- TAREFA
Prossiga, por favor, com a crítica sobre o filme Motriz reproduzida abaixo, escrevendo a partir da última frase dela.

Ganhadora do Prêmio Jabuti pela coletânea de contos Olhos D’Agua, nome da emocionante história de abertura, Conceição Evaristo tece edificantes tramas de idosos, mulheres, crianças, geralmente alijados dos processos que engendram a nossa sociedade interligada pelos fios da corrupção, da desigualdade social e do desamparo. São personagens com existências melancólicas, mas também guiadas por fios de esperanças. Inspirada pelo fascinante mundo poético, a cineasta iniciante Taís Amordivino entrega o seu corpo e a sua alma para arrancar, sem forçar a barra, possíveis lágrimas do espectador.

Tal como nos contos do livro, Motriz começa com pequenos gestos e situações imprecisas que vão ganhando notoriedade, fluxo e movimento ao passo que a narrativa avança. Com proposta de adaptação que foge do equivocado ideal de “fidelidade” ao texto ponto de partida, a produção emula alguns elementos do conto e consegue trazer uma reflexão própria. No conto de Conceição Evaristo, a narradora nos apresenta a uma mulher que vive envolta numa redoma de imagens da mãe, instantes que nos remetem aos meandros de sua memória. Uma memória erguida por momentos de alegrias e tristezas, lágrimas e largos sorrisos, histórias individuais que podem perfeitamente, tal como no conto literário, ser representação simbólica de tantas outras mulheres em situações similares.

Com enquadramentos fixos e movimentação intimista, a câmera capta alguns instantes de Nilzabete Oliveira Santos: seu cotidiano, o café da manhã, os afazeres domésticos, os seus momentos de distração, os sonhos e traumas, as alegrias e tristezas de uma mulher que não acredita mais no caloroso sentimento de paixão, algo que ela alega ser fruto de sua juventude. Hoje ela vive das lembranças, do orgulho da filha que saiu de casa para se tornar uma “cinderela baiana”, estudante de Cinema e Vídeo em Salvador, capital da Bahia, área cheia de inseguranças e imprecisões.

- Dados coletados
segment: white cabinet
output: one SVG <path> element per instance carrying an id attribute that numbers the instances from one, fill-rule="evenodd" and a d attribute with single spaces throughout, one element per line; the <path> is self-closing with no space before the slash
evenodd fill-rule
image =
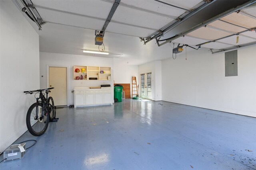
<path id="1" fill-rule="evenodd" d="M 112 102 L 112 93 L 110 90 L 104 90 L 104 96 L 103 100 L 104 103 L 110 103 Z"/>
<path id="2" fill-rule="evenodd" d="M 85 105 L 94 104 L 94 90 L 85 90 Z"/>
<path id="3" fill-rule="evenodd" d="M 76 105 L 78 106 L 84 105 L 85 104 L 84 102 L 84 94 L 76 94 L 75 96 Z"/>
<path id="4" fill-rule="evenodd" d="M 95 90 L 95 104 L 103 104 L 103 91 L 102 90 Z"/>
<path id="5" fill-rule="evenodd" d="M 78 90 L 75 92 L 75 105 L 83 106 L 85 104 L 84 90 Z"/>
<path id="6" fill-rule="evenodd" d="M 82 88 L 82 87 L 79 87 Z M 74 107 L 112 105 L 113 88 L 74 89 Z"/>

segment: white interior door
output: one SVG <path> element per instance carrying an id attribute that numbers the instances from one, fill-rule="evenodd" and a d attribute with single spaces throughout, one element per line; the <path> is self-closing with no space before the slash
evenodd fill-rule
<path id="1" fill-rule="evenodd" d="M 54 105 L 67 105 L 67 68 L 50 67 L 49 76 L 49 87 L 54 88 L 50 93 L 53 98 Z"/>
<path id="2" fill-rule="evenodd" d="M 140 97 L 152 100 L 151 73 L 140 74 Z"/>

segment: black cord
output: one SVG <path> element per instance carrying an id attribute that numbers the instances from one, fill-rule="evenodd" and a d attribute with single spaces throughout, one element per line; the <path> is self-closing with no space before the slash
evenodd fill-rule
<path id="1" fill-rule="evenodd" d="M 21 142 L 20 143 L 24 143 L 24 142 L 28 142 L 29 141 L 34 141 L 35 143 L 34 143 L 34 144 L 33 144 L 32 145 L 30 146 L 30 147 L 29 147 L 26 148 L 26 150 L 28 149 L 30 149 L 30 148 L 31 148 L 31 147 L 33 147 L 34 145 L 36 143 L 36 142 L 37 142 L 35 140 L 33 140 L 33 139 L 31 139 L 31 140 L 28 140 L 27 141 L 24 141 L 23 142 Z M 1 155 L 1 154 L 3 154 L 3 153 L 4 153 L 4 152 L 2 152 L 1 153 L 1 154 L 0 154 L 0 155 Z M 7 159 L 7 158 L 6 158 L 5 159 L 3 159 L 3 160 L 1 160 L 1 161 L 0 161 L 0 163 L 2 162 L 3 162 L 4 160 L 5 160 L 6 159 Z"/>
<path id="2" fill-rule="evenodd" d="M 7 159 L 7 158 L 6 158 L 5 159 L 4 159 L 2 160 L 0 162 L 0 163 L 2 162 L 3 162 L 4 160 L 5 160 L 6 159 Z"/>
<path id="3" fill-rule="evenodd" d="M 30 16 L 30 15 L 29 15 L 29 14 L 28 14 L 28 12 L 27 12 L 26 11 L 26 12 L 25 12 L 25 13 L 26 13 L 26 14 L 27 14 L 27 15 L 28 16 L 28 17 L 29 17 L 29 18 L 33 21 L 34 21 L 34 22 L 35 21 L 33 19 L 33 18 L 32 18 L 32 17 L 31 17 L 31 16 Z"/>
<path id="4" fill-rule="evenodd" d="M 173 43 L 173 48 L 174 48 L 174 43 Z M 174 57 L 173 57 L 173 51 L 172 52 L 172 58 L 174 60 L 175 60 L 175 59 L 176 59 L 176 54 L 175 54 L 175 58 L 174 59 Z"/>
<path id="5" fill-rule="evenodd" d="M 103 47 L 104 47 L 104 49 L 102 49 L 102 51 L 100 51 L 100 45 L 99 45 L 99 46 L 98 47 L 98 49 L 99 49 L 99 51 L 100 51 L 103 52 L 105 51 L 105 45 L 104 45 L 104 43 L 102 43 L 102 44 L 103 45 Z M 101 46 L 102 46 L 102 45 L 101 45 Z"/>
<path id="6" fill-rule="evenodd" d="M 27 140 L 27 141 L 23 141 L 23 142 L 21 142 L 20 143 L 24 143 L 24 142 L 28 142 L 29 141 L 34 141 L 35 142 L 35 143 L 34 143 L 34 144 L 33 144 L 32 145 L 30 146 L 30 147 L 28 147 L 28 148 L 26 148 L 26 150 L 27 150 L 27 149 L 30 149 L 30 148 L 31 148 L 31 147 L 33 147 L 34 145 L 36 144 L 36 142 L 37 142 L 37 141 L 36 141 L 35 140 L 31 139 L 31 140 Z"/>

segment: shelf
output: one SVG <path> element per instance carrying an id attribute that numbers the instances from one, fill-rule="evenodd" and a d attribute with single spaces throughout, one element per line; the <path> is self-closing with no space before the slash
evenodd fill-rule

- RESPOSTA ESCRITA
Em suas lembranças também habita Grasiele, filha de Nilzabete e irmã da cineasta, falecida por conta de um problema de saúde (meningite), em 2012, situação que mexeu com a vida da personagem, fazendo-a sair de Salvador para morar em Minas Gerais, tendo em vista cuidar de sua mãe, a idosa Odília Maria dos Santos, a “matriz” dessa rede de mulheres, energizada pela “motriz” que é Nilzabete Santos, uma mulher que provoca “saudades” em Taís Amor Divino, potência para as imagens em movimento erguidas pelo roteiro também assinado pela jovem cineasta. A condução musical, guiada pela dupla formada por Matheus Aragão e Felipe Aragão, é um recurso que se faz importante, pois acompanha as imagens realizadas entre 2016 e 2017 em Jordânia, interior de Minas Gerais, um município fundado em 1948, com população de pouco mais de 10 mil habitantes.

Motriz não é esteticamente excepcional, cabe ressaltar. Está longe disso. Talvez um orçamento um pouco maior e mais maturidade da cineasta empregassem ao filme uma linha narrativa que fizesse dialogar com uma fatia maior de público, indo além dos eventos entre os pares cinematográficos e as exibições em festivais. Neste quesito, entretanto, adentro num impasse. Será que é esse o interesse da cineasta? Talvez ela tenha consciência do feixe mais restrito de pessoas que contemplarão seus filmes, exercícios iniciais de uma carreira que pode ser promissora, basta a jovem cineasta se mostra habilidosa nos jogos do campo de produção cinematográfica ainda predominantemente masculino, branco e heterossexual.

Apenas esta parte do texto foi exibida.